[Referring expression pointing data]
________________________

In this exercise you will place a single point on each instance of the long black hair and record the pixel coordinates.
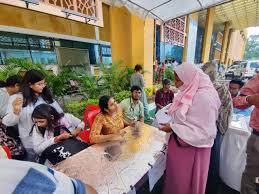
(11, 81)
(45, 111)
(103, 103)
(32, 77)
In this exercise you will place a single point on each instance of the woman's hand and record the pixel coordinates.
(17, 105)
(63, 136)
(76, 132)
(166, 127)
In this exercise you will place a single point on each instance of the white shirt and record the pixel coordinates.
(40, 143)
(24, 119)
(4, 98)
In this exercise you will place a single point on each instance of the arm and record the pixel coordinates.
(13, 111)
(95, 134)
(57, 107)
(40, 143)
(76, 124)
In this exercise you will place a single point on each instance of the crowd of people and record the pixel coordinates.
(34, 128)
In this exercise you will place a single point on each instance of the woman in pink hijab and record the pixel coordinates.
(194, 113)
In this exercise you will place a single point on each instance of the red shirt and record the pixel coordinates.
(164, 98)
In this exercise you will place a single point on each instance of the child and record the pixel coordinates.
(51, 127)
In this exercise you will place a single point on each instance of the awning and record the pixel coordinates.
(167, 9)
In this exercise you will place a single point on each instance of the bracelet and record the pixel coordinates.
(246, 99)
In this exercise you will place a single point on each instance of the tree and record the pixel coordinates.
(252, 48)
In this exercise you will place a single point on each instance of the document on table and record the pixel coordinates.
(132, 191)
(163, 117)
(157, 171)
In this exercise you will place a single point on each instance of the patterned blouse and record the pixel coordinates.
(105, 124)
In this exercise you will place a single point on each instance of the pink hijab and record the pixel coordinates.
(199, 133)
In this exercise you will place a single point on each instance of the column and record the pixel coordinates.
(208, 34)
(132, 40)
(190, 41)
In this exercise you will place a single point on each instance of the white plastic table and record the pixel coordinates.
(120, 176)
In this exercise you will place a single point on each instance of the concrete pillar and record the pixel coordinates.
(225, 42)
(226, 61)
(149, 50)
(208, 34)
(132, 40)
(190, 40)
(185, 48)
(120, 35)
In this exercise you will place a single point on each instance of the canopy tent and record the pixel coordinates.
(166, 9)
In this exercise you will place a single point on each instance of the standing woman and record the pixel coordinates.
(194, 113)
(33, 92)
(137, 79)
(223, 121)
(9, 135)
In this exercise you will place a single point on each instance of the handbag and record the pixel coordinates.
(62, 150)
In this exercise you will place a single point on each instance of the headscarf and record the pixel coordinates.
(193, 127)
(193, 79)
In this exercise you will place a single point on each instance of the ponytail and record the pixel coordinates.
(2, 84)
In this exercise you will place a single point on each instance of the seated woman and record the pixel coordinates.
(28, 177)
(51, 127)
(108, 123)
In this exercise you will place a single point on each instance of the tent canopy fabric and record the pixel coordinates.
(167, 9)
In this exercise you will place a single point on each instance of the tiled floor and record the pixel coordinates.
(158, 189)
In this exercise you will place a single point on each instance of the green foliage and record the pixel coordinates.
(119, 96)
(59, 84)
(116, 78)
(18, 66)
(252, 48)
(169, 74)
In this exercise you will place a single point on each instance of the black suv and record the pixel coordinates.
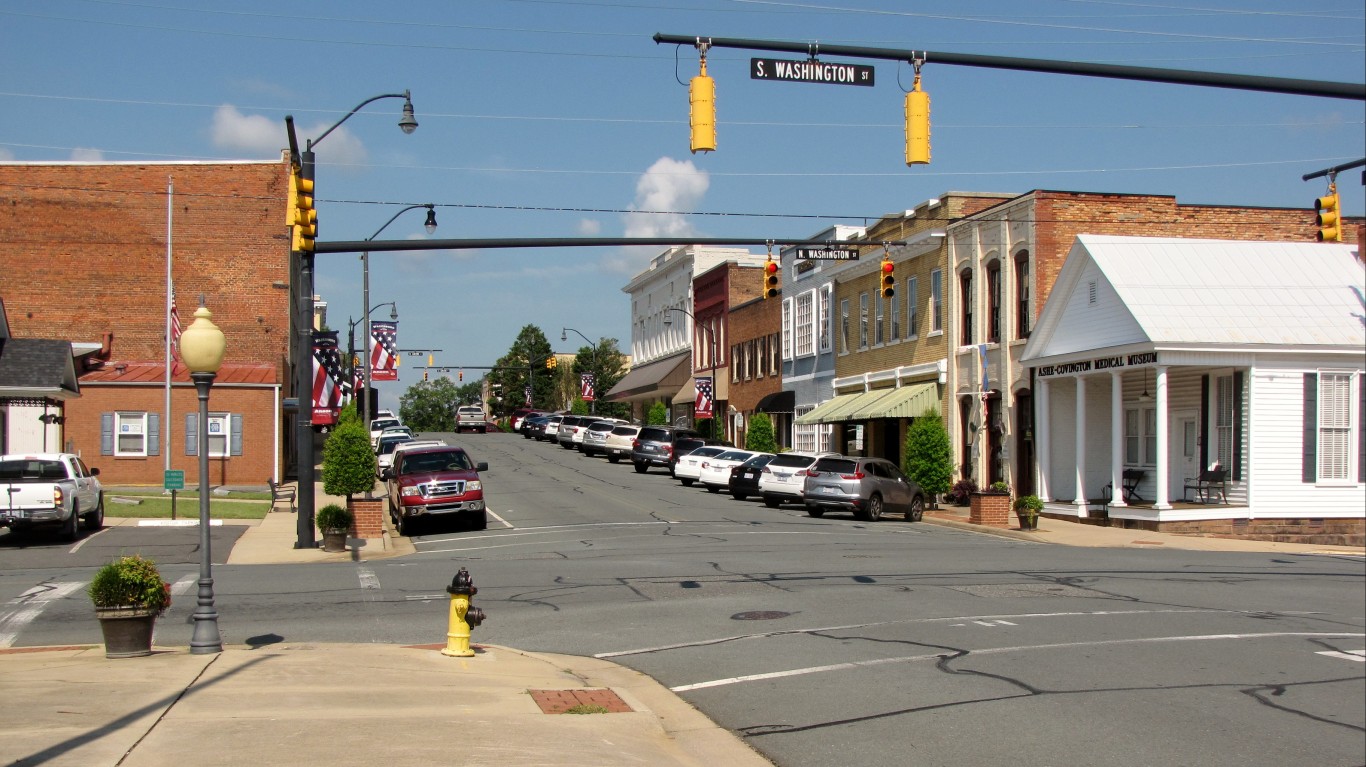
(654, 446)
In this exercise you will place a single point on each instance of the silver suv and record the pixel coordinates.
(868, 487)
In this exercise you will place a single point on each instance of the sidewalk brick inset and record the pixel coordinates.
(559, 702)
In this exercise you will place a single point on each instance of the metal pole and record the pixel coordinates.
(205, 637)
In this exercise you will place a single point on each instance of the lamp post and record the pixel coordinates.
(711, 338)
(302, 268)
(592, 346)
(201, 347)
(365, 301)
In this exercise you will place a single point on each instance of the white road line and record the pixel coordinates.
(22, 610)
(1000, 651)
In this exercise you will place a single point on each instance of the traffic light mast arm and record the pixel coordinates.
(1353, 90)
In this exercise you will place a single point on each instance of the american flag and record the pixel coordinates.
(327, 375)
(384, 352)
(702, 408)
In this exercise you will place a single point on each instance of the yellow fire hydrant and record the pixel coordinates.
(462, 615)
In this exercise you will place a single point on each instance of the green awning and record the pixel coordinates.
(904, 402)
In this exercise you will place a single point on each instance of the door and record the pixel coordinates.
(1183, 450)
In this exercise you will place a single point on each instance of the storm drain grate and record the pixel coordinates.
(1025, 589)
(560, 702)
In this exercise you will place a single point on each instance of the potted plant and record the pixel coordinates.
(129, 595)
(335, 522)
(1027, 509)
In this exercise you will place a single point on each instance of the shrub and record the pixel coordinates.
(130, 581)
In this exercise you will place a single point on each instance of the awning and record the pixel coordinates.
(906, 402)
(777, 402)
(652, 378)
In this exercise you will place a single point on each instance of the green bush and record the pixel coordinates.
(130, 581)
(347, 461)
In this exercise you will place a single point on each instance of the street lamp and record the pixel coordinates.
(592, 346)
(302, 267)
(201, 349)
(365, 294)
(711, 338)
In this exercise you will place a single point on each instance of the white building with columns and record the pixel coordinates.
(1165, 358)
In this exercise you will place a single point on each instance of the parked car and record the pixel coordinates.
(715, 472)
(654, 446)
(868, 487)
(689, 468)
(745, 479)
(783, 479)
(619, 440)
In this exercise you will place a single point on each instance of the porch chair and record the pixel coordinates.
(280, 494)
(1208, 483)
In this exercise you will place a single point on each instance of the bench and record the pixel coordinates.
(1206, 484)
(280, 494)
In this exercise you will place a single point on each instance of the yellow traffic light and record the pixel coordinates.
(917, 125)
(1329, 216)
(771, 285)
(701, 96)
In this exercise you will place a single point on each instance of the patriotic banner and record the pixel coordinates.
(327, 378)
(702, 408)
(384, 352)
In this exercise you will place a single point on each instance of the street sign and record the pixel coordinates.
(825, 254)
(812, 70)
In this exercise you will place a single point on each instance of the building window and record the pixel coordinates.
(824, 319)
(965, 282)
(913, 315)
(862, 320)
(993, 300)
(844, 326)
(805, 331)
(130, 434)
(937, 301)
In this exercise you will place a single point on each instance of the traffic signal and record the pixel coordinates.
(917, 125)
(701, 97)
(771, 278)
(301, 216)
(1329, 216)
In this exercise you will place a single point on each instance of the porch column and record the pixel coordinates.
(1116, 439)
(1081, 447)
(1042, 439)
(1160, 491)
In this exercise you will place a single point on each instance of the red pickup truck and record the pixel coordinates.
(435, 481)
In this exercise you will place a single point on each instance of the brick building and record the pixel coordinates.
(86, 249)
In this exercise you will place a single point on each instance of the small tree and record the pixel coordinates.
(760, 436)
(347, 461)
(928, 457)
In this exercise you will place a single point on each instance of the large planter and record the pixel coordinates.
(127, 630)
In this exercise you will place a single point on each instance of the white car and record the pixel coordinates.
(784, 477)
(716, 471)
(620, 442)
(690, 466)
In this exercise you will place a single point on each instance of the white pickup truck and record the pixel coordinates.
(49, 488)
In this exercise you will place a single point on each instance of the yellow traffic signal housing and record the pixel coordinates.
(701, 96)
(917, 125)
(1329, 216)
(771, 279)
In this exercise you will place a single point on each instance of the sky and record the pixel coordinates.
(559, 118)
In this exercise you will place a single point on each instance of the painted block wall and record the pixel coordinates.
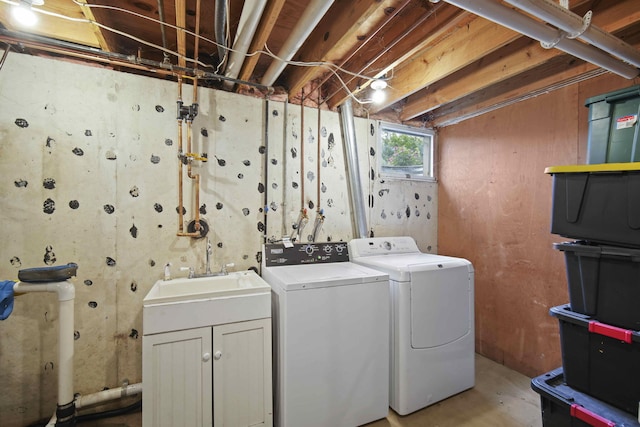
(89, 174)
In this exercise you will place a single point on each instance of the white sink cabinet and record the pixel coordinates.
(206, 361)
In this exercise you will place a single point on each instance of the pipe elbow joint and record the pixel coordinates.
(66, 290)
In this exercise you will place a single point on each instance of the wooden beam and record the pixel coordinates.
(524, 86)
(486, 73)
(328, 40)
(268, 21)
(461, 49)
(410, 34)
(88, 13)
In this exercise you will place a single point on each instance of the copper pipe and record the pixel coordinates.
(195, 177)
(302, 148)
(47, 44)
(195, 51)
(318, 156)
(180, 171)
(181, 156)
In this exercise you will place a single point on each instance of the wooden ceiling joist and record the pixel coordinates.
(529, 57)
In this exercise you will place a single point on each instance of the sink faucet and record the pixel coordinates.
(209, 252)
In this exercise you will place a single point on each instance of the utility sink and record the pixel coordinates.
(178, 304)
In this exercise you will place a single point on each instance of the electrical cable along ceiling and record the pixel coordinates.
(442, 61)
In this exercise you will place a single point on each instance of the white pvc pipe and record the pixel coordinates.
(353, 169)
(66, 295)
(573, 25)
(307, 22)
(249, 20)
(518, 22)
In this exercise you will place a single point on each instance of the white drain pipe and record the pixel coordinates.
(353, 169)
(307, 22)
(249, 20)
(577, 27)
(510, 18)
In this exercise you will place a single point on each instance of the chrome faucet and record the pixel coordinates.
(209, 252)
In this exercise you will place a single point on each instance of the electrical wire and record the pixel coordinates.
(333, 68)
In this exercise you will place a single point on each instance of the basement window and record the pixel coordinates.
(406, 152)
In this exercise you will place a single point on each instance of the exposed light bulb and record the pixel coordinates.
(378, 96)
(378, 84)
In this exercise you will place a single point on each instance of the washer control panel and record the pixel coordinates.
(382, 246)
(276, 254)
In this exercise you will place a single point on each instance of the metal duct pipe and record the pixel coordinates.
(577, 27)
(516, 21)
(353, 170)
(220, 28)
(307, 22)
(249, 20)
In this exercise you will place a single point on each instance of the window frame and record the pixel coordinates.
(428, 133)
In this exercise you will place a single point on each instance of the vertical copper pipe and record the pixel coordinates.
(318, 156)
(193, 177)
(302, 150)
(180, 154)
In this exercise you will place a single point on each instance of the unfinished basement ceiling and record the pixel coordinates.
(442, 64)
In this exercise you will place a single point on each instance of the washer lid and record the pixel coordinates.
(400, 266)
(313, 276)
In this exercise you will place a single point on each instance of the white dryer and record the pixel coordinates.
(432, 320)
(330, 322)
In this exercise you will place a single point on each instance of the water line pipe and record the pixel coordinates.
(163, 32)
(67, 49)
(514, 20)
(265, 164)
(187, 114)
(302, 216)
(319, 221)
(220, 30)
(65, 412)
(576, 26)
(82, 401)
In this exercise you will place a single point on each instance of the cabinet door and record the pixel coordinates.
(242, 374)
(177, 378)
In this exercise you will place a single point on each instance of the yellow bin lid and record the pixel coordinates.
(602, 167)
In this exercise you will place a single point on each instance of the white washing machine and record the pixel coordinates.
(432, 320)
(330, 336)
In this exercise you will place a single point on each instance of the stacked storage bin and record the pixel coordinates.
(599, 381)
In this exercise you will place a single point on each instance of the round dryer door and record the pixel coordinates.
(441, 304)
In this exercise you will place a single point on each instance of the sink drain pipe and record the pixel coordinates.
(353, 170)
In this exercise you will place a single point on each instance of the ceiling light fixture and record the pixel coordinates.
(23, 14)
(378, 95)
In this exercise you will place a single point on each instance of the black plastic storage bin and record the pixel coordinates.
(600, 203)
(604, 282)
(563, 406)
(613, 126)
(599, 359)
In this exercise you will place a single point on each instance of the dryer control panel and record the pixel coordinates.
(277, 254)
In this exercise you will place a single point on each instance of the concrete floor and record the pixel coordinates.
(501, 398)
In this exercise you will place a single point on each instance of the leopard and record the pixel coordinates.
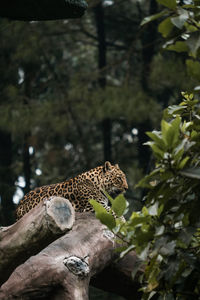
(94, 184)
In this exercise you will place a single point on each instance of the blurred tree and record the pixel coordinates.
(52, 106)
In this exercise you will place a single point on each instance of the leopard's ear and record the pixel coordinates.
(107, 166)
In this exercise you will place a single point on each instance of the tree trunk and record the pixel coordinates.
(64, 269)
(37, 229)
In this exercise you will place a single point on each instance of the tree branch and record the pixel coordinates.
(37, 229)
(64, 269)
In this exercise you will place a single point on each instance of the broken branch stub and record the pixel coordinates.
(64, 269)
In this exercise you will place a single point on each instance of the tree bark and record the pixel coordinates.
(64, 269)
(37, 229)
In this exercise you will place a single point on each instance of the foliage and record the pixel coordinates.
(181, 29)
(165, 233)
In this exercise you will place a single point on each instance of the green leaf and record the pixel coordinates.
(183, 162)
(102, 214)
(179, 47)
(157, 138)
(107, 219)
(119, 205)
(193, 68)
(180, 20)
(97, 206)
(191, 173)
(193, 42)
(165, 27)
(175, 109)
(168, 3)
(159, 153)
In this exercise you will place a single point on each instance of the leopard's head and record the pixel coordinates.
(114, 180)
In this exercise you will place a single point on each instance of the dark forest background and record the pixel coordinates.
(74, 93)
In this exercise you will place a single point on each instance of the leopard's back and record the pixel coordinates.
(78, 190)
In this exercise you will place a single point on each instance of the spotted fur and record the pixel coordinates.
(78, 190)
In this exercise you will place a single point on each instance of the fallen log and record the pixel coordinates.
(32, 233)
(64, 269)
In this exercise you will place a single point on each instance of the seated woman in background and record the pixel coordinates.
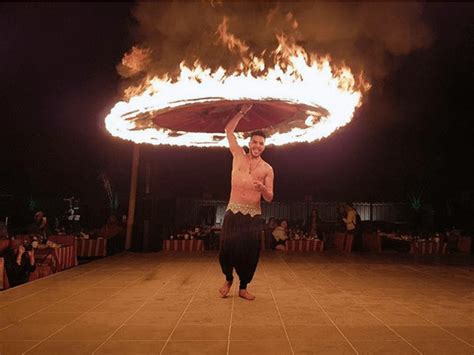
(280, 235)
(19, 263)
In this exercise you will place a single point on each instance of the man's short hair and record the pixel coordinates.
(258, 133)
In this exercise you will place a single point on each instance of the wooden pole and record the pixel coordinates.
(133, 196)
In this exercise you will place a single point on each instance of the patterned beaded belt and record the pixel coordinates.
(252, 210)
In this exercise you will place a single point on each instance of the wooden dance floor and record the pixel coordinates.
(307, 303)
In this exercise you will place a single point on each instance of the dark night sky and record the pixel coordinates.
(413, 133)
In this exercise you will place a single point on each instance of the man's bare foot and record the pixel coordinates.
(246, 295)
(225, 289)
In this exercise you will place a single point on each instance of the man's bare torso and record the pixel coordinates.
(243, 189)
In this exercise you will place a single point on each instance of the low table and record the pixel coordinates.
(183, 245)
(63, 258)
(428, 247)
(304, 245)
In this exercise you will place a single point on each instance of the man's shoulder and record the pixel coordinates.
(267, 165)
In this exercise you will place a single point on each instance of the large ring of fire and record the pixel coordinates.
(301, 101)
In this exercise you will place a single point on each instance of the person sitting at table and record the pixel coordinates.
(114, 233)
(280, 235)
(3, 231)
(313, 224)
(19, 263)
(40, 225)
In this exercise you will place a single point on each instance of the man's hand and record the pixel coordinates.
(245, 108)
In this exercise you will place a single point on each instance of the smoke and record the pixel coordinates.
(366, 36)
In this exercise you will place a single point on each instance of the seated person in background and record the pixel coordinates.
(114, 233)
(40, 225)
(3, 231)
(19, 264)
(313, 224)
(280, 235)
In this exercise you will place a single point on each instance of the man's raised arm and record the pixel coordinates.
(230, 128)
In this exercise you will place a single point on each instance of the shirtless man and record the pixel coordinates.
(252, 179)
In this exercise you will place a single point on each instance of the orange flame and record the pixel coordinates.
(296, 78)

________________________

Starting at the line with "person in background and record the pixel coordinates.", copy each line through the end of the data, both ends included, and give nothing else.

→ **TASK RESPONSE**
In this exercise you will place a single point on each instance of the seated person in background and record the pixel coordinates.
(114, 233)
(40, 225)
(3, 231)
(19, 264)
(313, 224)
(280, 235)
In this exercise you will place a single point on each instance of the man's raised arm and record the pixel coordinates.
(230, 128)
In this exercise you will place a single point on each instance of the shirtless man and record the pixel coordinates.
(252, 179)
In this exercise you will place a single point on each instance of the orange flame and record the pixel coordinates.
(296, 78)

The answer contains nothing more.